___ Records

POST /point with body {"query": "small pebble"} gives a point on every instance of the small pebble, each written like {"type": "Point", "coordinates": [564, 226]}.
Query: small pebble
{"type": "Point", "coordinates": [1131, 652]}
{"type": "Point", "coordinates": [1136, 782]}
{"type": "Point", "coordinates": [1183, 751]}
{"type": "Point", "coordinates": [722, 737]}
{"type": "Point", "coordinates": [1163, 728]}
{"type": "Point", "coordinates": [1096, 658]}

______

[What needs to be done] Render the records above as a numbered list, one line per item, with blank lines left out.

[Exercise answer]
1. POST /point with body {"query": "small pebble"} gives a point on every instance of the small pebble, each written like {"type": "Point", "coordinates": [564, 226]}.
2. Query: small pebble
3. {"type": "Point", "coordinates": [1131, 652]}
4. {"type": "Point", "coordinates": [1136, 782]}
5. {"type": "Point", "coordinates": [1183, 751]}
6. {"type": "Point", "coordinates": [722, 737]}
7. {"type": "Point", "coordinates": [1163, 728]}
8. {"type": "Point", "coordinates": [1096, 658]}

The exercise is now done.